* [Objective 1] In the Ogi city passage, explain what the text says characterizes Ogi's humid subtropical (Köppen Cfa) climate.
* [Objective 2] According to the Ogi city passage, which month has the most rainfall in Ogi?
* [Objective 3] From the Ogi city passage, quote everything from "- City hall" down to "is 95.81 km2.".

* [Excerpted passage]
* * * * * * * * *

Population (May 31, 2024)
- • Total: 44,120
- • Density: 460.5/km^{2} (1,193/sq mi)
- Time zone: UTC+09:00 (JST)
- City hall address: 1100-1 Kakihise, Ushizu-chō, Ogi-shi, Saga-ken 849-0302
- Website: Official website
- Flower: Sakura
- Tree: Sakura

= Ogi, Saga =

Ogi (小城市, Ogi-shi) is a city located in the central part of Saga Prefecture on the island of Kyushu, Japan. As of 31 May 2024, the city had an estimated population of 44,120 in 17,548 households, and a population density of 240 persons per km^{2}. The total area of the city is 95.81 km2.

==Geography==
Ogi is located in the center of Saga Prefecture, adjacent to the prefectural capital, Saga. The center of the former Ushizu Town, where the city hall is located, is located about 10 kilometers due west from the urban center of Saga City. The northern part of the city is mountainous, part of the Tenzan Mountains, while the rest of the city is low-lying land that is part of the Saga Plain. The southern part of the city faces the Ariake Sea. At the inner part of Suminoe Bay at the mouth of the Rokkaku River, the tidal range is the largest in Japan, reaching a maximum of about 6 meters during spring tides.

- Mountains: Tenzan
- Rivers: Kase River, Ushizu River

===Adjoining municipalities===
Saga Prefecture
- Kōhoku
- Saga
- Shiroishi
- Taku

===Climate===
Ogi has a humid subtropical climate (Köppen Cfa) characterized by warm summers and cool winters with light to no snowfall. The average annual temperature in Ogi is 15.3 °C. The average annual rainfall is 1902 mm with September as the wettest month. The temperatures are highest on average in August, at around 26.2 °C, and lowest in January, at around 4.7 °C.

* * * * * * * * *

* [Extracted material]
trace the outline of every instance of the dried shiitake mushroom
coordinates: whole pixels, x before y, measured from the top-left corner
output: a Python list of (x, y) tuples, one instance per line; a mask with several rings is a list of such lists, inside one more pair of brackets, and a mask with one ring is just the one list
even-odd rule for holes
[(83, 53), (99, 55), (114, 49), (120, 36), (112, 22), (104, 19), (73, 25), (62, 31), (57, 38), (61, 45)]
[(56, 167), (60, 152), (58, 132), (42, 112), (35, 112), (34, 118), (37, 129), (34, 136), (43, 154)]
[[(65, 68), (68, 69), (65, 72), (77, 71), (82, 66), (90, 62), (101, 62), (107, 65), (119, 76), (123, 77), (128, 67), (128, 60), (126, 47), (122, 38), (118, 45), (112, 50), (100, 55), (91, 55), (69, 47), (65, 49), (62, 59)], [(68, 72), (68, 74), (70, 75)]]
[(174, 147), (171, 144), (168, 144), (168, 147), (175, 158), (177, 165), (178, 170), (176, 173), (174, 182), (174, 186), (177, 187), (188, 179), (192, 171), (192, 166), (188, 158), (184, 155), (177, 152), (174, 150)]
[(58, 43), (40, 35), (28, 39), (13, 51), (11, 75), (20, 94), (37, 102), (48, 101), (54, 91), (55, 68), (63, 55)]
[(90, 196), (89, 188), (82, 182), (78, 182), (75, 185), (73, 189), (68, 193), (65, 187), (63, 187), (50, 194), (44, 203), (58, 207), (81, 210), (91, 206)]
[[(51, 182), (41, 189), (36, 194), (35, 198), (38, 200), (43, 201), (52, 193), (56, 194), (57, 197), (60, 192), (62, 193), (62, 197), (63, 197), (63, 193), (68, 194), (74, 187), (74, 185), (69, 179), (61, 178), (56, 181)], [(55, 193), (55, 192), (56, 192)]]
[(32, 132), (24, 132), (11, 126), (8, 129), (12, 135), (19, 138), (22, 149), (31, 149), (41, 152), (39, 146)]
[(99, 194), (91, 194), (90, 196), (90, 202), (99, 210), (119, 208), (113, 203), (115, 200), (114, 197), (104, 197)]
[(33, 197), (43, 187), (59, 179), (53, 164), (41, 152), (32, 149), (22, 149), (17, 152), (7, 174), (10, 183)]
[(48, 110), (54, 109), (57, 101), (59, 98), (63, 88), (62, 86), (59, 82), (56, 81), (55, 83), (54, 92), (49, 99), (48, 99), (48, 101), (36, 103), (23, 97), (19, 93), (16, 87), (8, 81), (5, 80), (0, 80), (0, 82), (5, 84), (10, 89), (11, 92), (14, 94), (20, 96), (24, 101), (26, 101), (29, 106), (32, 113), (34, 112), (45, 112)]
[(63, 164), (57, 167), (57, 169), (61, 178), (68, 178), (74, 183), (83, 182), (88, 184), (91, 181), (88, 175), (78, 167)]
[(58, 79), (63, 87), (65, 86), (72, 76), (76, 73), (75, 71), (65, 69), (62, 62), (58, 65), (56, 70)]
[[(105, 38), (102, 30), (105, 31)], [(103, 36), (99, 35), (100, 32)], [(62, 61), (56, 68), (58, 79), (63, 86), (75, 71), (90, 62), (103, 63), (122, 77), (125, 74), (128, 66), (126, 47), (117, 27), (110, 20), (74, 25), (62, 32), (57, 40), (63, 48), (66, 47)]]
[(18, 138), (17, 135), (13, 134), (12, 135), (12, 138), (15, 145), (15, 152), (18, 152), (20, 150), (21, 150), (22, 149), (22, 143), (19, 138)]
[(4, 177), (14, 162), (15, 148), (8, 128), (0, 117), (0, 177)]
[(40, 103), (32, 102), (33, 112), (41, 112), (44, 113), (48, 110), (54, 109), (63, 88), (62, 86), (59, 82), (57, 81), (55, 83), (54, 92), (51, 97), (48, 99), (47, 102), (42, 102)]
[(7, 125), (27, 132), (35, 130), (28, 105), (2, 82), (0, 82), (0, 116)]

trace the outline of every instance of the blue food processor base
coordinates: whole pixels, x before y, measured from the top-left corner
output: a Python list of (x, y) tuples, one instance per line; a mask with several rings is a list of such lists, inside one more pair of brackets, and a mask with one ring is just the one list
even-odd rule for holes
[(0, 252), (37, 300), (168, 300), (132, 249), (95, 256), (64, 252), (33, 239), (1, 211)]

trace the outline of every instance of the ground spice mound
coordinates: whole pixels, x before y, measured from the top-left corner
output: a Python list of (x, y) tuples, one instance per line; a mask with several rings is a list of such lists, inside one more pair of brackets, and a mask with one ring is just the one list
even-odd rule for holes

* * * * * * * * *

* [Correct result 1] The text says Ogi's humid subtropical climate has warm summers and cool winters with light to no snowfall. The average annual temperature is 15.3 °C, and the highest average temperatures come in August (around 26.2 °C) and the lowest in January (around 4.7 °C).

* [Correct result 2] September.

* [Correct result 3]
- City hall address: 1100-1 Kakihise, Ushizu-chō, Ogi-shi, Saga-ken 849-0302
- Website: Official website
- Flower: Sakura
- Tree: Sakura

= Ogi, Saga =

Ogi (小城市, Ogi-shi) is a city located in the central part of Saga Prefecture on the island of Kyushu, Japan. As of 31 May 2024, the city had an estimated population of 44,120 in 17,548 households, and a population density of 240 persons per km^{2}. The total area of the city is 95.81 km2.